--- Start ---

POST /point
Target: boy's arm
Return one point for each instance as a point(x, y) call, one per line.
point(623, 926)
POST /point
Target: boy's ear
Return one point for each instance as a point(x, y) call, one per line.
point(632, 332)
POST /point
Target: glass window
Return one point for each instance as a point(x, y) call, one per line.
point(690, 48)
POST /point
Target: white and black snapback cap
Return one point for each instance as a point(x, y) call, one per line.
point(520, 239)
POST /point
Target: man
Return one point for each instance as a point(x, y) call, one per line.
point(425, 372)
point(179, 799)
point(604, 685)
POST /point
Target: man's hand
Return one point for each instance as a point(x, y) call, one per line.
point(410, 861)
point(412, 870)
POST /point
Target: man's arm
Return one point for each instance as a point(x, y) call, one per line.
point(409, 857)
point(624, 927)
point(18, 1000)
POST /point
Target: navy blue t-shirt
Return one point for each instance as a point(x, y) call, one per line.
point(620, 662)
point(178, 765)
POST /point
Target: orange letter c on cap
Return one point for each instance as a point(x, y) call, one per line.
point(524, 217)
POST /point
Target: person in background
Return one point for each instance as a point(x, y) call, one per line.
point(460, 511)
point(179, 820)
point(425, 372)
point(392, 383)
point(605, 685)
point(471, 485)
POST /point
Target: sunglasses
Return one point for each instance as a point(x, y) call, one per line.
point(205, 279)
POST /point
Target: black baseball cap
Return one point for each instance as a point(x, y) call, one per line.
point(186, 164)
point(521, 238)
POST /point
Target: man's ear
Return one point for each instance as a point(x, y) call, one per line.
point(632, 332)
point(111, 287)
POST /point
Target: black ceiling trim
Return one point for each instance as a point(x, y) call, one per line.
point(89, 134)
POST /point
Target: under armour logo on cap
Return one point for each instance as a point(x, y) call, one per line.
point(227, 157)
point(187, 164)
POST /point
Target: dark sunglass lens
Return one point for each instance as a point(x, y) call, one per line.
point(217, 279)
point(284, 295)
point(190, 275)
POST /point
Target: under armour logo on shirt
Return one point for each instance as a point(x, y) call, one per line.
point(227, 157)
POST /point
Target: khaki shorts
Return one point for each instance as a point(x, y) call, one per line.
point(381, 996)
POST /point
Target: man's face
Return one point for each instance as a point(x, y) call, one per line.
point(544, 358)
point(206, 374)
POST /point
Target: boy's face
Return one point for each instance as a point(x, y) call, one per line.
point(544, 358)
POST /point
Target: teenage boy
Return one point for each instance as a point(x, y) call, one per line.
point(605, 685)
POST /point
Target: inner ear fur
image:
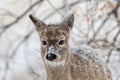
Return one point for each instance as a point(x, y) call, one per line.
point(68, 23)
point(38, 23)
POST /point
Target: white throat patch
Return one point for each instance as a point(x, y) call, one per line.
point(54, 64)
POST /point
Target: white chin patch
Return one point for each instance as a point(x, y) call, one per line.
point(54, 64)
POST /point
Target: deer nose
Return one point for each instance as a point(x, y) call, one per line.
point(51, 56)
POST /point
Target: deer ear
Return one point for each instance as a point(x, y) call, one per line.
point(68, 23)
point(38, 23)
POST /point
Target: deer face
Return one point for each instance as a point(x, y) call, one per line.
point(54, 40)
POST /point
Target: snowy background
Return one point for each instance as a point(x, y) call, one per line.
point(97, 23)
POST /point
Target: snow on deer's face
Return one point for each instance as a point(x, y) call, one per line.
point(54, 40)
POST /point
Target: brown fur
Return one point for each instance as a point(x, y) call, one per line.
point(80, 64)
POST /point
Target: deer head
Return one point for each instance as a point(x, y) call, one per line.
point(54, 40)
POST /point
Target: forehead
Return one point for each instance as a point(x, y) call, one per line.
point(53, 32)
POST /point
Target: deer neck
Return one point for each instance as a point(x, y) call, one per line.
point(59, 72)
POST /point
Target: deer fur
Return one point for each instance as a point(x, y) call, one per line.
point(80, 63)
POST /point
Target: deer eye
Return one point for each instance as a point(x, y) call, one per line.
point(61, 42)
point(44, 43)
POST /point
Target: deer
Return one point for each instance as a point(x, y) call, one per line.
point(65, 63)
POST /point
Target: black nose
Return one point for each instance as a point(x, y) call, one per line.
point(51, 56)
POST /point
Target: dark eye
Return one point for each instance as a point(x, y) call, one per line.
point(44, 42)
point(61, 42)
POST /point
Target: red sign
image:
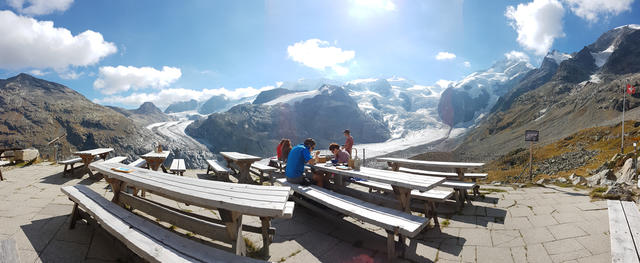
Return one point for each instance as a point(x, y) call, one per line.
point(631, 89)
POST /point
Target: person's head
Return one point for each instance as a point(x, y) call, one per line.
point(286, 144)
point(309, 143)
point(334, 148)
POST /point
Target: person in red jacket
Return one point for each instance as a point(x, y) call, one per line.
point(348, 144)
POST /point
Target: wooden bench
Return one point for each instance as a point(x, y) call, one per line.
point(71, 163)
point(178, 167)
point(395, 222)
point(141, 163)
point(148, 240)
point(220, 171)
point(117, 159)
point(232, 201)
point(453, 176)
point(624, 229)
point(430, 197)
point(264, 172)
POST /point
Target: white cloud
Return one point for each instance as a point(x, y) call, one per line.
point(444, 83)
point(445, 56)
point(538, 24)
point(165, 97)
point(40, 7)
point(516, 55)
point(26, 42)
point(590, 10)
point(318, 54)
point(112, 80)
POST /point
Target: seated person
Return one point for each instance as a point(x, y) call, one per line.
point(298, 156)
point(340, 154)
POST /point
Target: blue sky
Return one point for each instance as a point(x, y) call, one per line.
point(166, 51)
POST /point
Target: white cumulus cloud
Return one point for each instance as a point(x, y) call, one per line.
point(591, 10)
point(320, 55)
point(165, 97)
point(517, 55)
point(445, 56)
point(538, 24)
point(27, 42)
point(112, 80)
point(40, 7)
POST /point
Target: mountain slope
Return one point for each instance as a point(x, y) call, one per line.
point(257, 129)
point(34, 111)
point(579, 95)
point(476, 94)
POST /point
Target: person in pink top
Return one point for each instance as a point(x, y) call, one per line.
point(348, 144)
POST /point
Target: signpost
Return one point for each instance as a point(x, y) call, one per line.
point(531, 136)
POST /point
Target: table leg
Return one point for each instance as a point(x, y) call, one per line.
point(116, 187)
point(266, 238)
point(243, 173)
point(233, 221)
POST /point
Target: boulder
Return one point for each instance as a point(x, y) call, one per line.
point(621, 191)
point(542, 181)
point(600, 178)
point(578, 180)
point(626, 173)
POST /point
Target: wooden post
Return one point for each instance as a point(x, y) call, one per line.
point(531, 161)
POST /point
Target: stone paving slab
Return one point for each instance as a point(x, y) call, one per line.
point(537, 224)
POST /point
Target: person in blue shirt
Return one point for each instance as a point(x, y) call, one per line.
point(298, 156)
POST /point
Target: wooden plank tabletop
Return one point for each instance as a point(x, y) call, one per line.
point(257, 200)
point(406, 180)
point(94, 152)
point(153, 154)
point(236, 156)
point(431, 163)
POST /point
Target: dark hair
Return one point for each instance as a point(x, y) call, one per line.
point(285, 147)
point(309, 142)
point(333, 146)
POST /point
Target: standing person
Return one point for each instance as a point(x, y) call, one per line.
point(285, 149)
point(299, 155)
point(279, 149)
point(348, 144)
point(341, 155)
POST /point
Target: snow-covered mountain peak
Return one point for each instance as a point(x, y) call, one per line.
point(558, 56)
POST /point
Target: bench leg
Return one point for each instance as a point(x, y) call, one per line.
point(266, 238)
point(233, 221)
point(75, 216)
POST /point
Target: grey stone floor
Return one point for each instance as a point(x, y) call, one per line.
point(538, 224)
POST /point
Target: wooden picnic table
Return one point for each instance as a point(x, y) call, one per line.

--- End ---

### Exercise prompt:
Render every line of the rows above as a numbered list, omitting any blank lines. Leave the pictures out of the answer.

### Full output:
1. POST /point
2. Target: boy's arm
3. Return one point for each instance as a point(x, y) call, one per line.
4. point(623, 926)
5. POST /point
6. Target: boy's ear
7. Return one point for each instance as a point(x, y) call, one per line.
8. point(632, 332)
9. POST /point
10. Target: glass window
11. Return one point for each instance as a point(x, y) call, one per line.
12. point(690, 48)
13. POST /point
14. Target: white and black snapback cap
15. Return one point for each instance as a point(x, y) call, one per line.
16. point(520, 239)
17. POST /point
18. Target: man
19. Return one point for each instance as a point(x, y) call, one per line.
20. point(425, 372)
21. point(179, 799)
22. point(604, 685)
23. POST /point
24. Target: man's hand
25. Return one point for each instance as a point(x, y) call, one per line.
26. point(410, 861)
27. point(412, 870)
28. POST /point
29. Target: man's arm
30. Return one point for each instance as a point(x, y) call, one per line.
31. point(409, 857)
32. point(624, 927)
33. point(18, 1000)
34. POST /point
35. Target: navy blue t-shirt
36. Return one point for each instance as a point(x, y) call, one per line.
37. point(620, 662)
38. point(178, 765)
39. POST /point
40. Target: orange letter c on cap
41. Return one point for each instance as a point(x, y) call, one per line.
42. point(524, 217)
43. POST /point
44. Target: person in background
45. Return one point for each instance as a point(x, y) call, one per line.
46. point(460, 511)
47. point(179, 820)
48. point(425, 372)
49. point(392, 383)
50. point(605, 685)
51. point(471, 485)
52. POST /point
53. Target: sunglasses
54. Return one point for each instance as a point(x, y) call, one per line.
55. point(205, 279)
56. POST /point
57. Target: black baseball cap
58. Return one point for each instance as a point(x, y) call, one per line.
59. point(186, 164)
60. point(521, 238)
61. POST /point
62. Target: man's ear
63. Return one point for each instance as a point(x, y) call, one per line.
64. point(632, 332)
65. point(111, 287)
66. POST /point
67. Target: black ceiling trim
68. Return one point for each instance as a point(x, y) call, one per line.
69. point(89, 134)
70. POST /point
71. Target: under armour logo on cap
72. Return one point for each instance as a point(x, y) call, one per line.
73. point(227, 157)
74. point(187, 164)
75. POST /point
76. Target: dark sunglass lens
77. Return one point for each instance as a point(x, y) call, one per line.
78. point(217, 279)
79. point(284, 295)
80. point(190, 275)
81. POST /point
82. Target: under armour logo on shirt
83. Return one point for each instance as a point(x, y) call, one per line.
84. point(227, 157)
85. POST /point
86. Target: khaki shorts
87. Return one point for each instance as a point(x, y) call, one per line.
88. point(381, 996)
89. POST /point
90. Target: man's face
91. Return one point for each instance as a point(x, y) call, one per line.
92. point(544, 358)
93. point(206, 374)
94. POST /point
95. Target: boy's face
96. Return one point for each instance as a point(x, y) call, one per line.
97. point(544, 358)
98. POST /point
99. Target: teenage boy
100. Return one point for each instance as a point(x, y) call, one per line.
101. point(605, 685)
102. POST /point
103. Target: inner ear fur
104. image:
105. Return one point for each instance as a point(x, y) call, one per line.
106. point(68, 23)
107. point(38, 23)
108. POST /point
109. Target: white throat patch
110. Return one point for each instance as a point(x, y) call, one per line.
111. point(54, 64)
112. POST /point
113. Target: white chin patch
114. Return one point for each instance as a point(x, y) call, one per line.
115. point(54, 64)
116. POST /point
117. Target: deer nose
118. Return one point for each instance as a point(x, y) call, one per line.
119. point(51, 56)
120. POST /point
121. Target: deer ear
122. Return one point for each instance as a point(x, y) call, one per line.
123. point(68, 23)
124. point(38, 23)
125. POST /point
126. Target: deer face
127. Return one point for each instance as a point(x, y) call, one per line.
128. point(54, 40)
129. POST /point
130. Target: snowy background
131. Return one point for each instance as a point(x, y) call, one per line.
132. point(97, 23)
133. POST /point
134. Target: snow on deer's face
135. Return one point for each instance as a point(x, y) call, one per line.
136. point(54, 40)
137. POST /point
138. Target: brown fur
139. Return one point for each instance as a point(x, y) call, one per line.
140. point(80, 64)
141. POST /point
142. Target: deer head
143. Return one point for each instance as a point(x, y) call, one per line.
144. point(54, 40)
145. POST /point
146. Target: forehead
147. Return one point for each instance as a point(x, y) call, one per line.
148. point(53, 32)
149. POST /point
150. Target: deer neck
151. Return one point for each instance as a point(x, y) call, one per line.
152. point(59, 72)
153. POST /point
154. Target: deer fur
155. Return one point for each instance as a point(x, y) call, one per line.
156. point(80, 63)
157. POST /point
158. Target: deer eye
159. Return one point for each instance as a point(x, y) call, one per line.
160. point(61, 42)
161. point(44, 43)
162. POST /point
163. Target: deer
164. Return one point for each instance as a point(x, y) call, one per line.
165. point(65, 63)
166. POST /point
167. Target: black nose
168. Return one point for each instance as a point(x, y) call, one per line.
169. point(51, 56)
170. POST /point
171. Target: dark eye
172. Return one point for each instance as a point(x, y) call, one per line.
173. point(44, 42)
174. point(61, 42)
175. POST /point
176. Target: red sign
177. image:
178. Return one point for each instance as a point(x, y) call, one per line.
179. point(631, 89)
180. POST /point
181. Target: person's head
182. Return one point for each instance as a point(x, y) call, one per line.
183. point(286, 144)
184. point(309, 143)
185. point(334, 148)
186. POST /point
187. Target: person in red jacket
188. Return one point for each instance as a point(x, y) call, one per line.
189. point(348, 144)
190. POST /point
191. Target: wooden bench
192. Return one point for each instance as a point(x, y) call, one per line.
193. point(71, 163)
194. point(178, 167)
195. point(395, 222)
196. point(141, 163)
197. point(148, 240)
198. point(220, 171)
199. point(117, 159)
200. point(232, 201)
201. point(453, 176)
202. point(624, 229)
203. point(430, 197)
204. point(264, 172)
205. POST /point
206. Target: white cloud
207. Return one point for each instance as a point(x, y) call, one per line.
208. point(444, 83)
209. point(445, 56)
210. point(538, 24)
211. point(165, 97)
212. point(40, 7)
213. point(516, 55)
214. point(26, 42)
215. point(590, 10)
216. point(318, 54)
217. point(112, 80)
218. POST /point
219. Target: seated person
220. Return one point for each instance as a point(x, y) call, one per line.
221. point(298, 156)
222. point(340, 154)
223. POST /point
224. Target: blue sky
225. Return one point for each instance as a point(x, y) call, one per line.
226. point(166, 51)
227. POST /point
228. Target: white cumulus cloud
229. Return one point for each instance as a point(x, y) call, one per line.
230. point(591, 10)
231. point(320, 55)
232. point(165, 97)
233. point(517, 55)
234. point(445, 56)
235. point(538, 24)
236. point(27, 42)
237. point(112, 80)
238. point(40, 7)
239. POST /point
240. Target: mountain slope
241. Return one point for each instance as a point(x, y) call, one per line.
242. point(257, 129)
243. point(34, 111)
244. point(579, 95)
245. point(476, 94)
246. POST /point
247. Target: person in pink top
248. Return one point for each instance as a point(x, y) call, one per line.
249. point(348, 144)
250. POST /point
251. Target: signpost
252. Return one point for each instance as a point(x, y) call, one per line.
253. point(531, 136)
254. POST /point
255. Target: table leg
256. Return one point for each instance as a point(x, y) call, one per line.
257. point(116, 187)
258. point(266, 238)
259. point(243, 173)
260. point(233, 221)
261. POST /point
262. Target: boulder
263. Return one point for each instance as a point(x, y) call, one per line.
264. point(621, 191)
265. point(542, 181)
266. point(600, 178)
267. point(578, 180)
268. point(626, 173)
269. POST /point
270. Target: wooden post
271. Return one point for each instance as a point(x, y) call, one per line.
272. point(531, 161)
273. POST /point
274. Target: stone paving slab
275. Return one point for each instance as a point(x, y) call, one per line.
276. point(537, 224)
277. POST /point
278. Target: person in blue shirt
279. Return one point for each instance as a point(x, y) call, one per line.
280. point(298, 156)
281. POST /point
282. Target: wooden plank tabletop
283. Return one point for each instance as a point(x, y) call, one per line.
284. point(257, 200)
285. point(406, 180)
286. point(94, 152)
287. point(153, 154)
288. point(236, 156)
289. point(431, 163)
290. POST /point
291. Target: dark hair
292. Return one point for each instance as a point(x, y) call, one per line.
293. point(285, 147)
294. point(309, 142)
295. point(333, 146)
296. POST /point
297. Target: standing person
298. Return one point for each instance as a point(x, y) call, one per line.
299. point(285, 149)
300. point(299, 155)
301. point(279, 149)
302. point(348, 144)
303. point(341, 155)
304. POST /point
305. Target: snow-covered mountain peak
306. Return one point for each instance as a point(x, y) call, one per line.
307. point(558, 56)
308. POST /point
309. Target: bench leg
310. Return one point for each instance as a point(x, y) call, one per line.
311. point(266, 238)
312. point(233, 221)
313. point(75, 216)
314. POST /point
315. Target: grey stone floor
316. Return one point for each instance as a point(x, y) call, one per line.
317. point(538, 224)
318. POST /point
319. Target: wooden picnic table
320. Return one point for each instance as a point(x, y) call, one per line.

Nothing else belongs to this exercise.